• [Stored data entries]:
*** Begin section ***
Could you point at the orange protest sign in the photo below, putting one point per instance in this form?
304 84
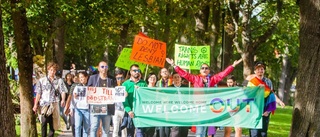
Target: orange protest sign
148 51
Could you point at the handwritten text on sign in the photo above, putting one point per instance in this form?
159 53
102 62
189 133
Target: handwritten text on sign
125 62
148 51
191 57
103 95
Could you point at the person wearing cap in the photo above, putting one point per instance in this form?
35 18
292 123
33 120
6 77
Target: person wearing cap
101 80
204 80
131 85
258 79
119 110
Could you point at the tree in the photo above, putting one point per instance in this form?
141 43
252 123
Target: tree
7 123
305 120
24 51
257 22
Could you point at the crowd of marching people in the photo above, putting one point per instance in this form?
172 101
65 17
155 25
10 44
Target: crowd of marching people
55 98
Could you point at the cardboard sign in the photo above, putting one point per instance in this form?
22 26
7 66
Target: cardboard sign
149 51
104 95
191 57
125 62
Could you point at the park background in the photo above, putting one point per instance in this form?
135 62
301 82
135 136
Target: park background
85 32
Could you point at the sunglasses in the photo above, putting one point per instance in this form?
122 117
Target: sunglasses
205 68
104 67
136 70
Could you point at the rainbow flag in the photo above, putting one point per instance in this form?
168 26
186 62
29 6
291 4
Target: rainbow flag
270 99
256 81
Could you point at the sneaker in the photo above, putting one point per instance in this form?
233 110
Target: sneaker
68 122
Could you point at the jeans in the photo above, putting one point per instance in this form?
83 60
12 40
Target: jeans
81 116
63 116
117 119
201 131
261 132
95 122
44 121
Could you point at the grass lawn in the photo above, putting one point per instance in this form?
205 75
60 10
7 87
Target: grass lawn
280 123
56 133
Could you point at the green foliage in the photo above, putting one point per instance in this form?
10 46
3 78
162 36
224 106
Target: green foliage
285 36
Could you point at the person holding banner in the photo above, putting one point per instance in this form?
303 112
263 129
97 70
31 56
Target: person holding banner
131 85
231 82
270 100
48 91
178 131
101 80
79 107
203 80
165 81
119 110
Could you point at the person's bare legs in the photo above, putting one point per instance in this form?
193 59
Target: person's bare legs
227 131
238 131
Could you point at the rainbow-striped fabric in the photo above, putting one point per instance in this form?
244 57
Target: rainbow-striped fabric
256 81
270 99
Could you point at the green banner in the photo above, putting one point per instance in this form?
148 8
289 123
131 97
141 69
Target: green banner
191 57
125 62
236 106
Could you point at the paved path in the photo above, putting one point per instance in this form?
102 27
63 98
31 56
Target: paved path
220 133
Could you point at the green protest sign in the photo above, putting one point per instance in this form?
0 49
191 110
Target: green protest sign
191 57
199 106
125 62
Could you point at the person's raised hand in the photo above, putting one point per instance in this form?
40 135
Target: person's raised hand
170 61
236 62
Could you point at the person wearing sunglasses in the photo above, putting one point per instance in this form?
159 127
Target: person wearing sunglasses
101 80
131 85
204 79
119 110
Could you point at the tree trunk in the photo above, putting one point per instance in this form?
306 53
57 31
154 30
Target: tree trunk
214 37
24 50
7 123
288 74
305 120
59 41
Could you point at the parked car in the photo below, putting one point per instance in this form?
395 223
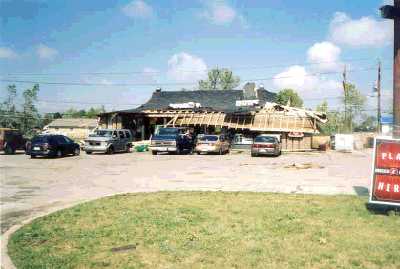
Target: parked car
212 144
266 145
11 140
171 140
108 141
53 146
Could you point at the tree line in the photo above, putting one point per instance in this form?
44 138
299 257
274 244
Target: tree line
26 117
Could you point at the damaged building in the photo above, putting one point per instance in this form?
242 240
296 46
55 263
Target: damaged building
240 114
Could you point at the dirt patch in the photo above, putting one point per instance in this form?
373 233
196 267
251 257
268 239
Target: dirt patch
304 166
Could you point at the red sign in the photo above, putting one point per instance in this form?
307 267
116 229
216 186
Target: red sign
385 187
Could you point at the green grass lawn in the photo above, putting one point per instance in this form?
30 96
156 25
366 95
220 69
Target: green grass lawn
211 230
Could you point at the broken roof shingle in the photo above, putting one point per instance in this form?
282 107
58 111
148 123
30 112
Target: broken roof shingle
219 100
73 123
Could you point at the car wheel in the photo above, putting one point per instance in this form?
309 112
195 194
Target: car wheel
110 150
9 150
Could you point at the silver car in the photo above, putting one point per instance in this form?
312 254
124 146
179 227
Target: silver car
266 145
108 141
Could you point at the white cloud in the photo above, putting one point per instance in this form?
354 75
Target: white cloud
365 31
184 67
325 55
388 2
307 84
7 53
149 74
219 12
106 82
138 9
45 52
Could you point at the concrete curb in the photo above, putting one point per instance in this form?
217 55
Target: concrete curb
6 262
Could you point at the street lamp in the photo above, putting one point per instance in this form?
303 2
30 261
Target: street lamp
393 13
*** End section ***
• [Work instructions]: When you write out the data, keep every line exact and drop the pictures.

• [Exercise result]:
Could you point at the orange protest sign in the photo below, putting one point per instance in this form?
304 84
Target: orange protest sign
148 51
Could you point at the handwritten text on sign in the photo above, putting one point per instance in this form?
159 53
102 62
189 133
Target: handwritten text on sign
125 62
148 51
191 57
103 95
Could you point at the person wearing cap in the photo above, putting one point per instance in this form?
35 18
292 123
33 120
6 77
Target: person wearing cap
101 80
204 80
131 85
258 79
119 110
Could you point at the tree in the photo above, putting one point per instance in this form?
141 43
252 123
Target: tree
7 123
305 120
24 51
257 22
Could you point at the crowd of marching people in the photo above, putting one point per instance in this form?
172 101
65 17
155 25
10 44
Target: crowd of marching people
55 98
Could you point at the cardboard sign in the photo above, putting one point per instance in this form?
22 26
7 66
Target: cardboard sign
149 51
104 95
191 57
125 62
Could you point at the park background in the photo above, putting one point per instance in this form?
135 62
301 82
135 136
Target: park background
85 32
Could you point at the sunglasses in the photo above, putting one point per instance in this form?
122 117
Target: sunglasses
205 68
104 67
136 70
Could you point at the rainbow flag in the photo above, putting one point per instance in this form?
168 26
186 62
29 6
291 4
Target: rainbow flag
270 99
256 81
Could you point at the sneaker in the photo above, putting one point per instance in this form?
233 110
Target: sneaker
68 122
Could you point at the jeans in the photo above, putting one point per instance in this form?
83 60
12 40
Target: jeans
81 116
63 116
117 119
201 131
261 132
95 122
44 121
Could you point at the grass lawn in the photo above, putting one point per instance in this form?
205 75
60 10
7 87
Target: grass lawn
280 123
56 133
Could you point at the green foliage in the photo above, putting one point per instance in this form?
10 46
3 78
162 36
224 106
Target: green foliage
285 36
Could you point at the person holding banner in the photo above, putting one point per instance in this form?
303 112
263 129
97 70
31 56
Target: person holding banner
131 85
231 82
270 100
48 91
178 131
101 80
79 107
203 80
165 81
119 110
Could you point at the person's bare legs in the photo above, putting one point per instance in this form?
193 59
Target: person's bare legs
227 131
238 131
Could you point at the rainbow-striped fabric in the photo above, putting one point per instance in this form?
244 57
Target: rainbow-striped fabric
256 81
270 99
Could you point at the green banner in the photo above, putting one point per instance in this form?
148 8
289 123
131 97
141 69
Target: green banner
191 57
125 62
236 106
Could you point at the paved path in the photo above, putting one point per instance in this form?
102 27
63 98
31 56
Target: paved path
220 133
Could you point at the green protest sign in the photo above, putting one point per instance in this form?
0 49
191 110
Target: green protest sign
191 57
199 106
125 62
Could you point at the person's raised hand in the photo above, putting one point per instance in this form?
40 135
Target: person's raised hand
170 61
236 62
Could you point at the person wearing sunglasses in the photo above, putting one point per instance in this form?
159 127
Target: person wearing sunglasses
101 80
131 85
204 79
119 110
Could you point at the tree trunk in the photo above, putting one point per instance in this form?
306 53
57 31
154 30
Target: tree trunk
214 37
24 50
7 123
288 74
305 120
59 41
Could you point at the parked car in the photo below, putting one point per instance in this form?
395 223
Target: parked car
212 144
266 145
11 140
171 140
108 141
53 146
Could you point at the tree line in the photo above, putting one point per instance in this form?
44 138
299 257
274 244
Target: tree line
26 117
Could you point at the damaged building in the photo above, putting one point per instance in this form?
242 240
296 46
55 263
Target: damaged building
240 114
Could you point at the dirt patch in the photo above, putting one point per instance in this form?
373 233
196 267
251 257
268 239
Target: dirt patch
304 166
Could you point at the red sign in the photo above, putting one point per instance in this form?
307 267
116 229
216 186
Target: red sign
385 187
Could you point at the green grass lawn in the photo above, putting one point per instance in this form?
30 96
156 25
366 95
220 69
Target: green grass lawn
211 230
Could you point at the broken roof shingle in the photo above, putting one point per instance in this form?
282 107
58 111
148 123
30 112
Target: broken roof shingle
219 100
73 123
Could you point at the car wheel in the photo above, putting one point per instance in this form?
309 112
195 194
Target: car wheel
110 150
9 150
Could you point at the silver car in the photo above, putting one point per instance in this form?
312 254
124 146
179 227
Target: silver car
266 145
108 141
Could you point at the white cloud in the photo above, putting one point per instance in this form?
354 75
Target: white cloud
365 31
184 67
325 55
388 2
307 84
7 53
149 74
219 12
106 82
138 9
45 52
Could you point at the concrete curb in the photo above, putting one point per instance in this form?
217 55
Target: concrete curb
6 262
Could you point at the street lamp in the photo above, putting one point per instance in this form?
303 2
30 261
Target: street lamp
393 13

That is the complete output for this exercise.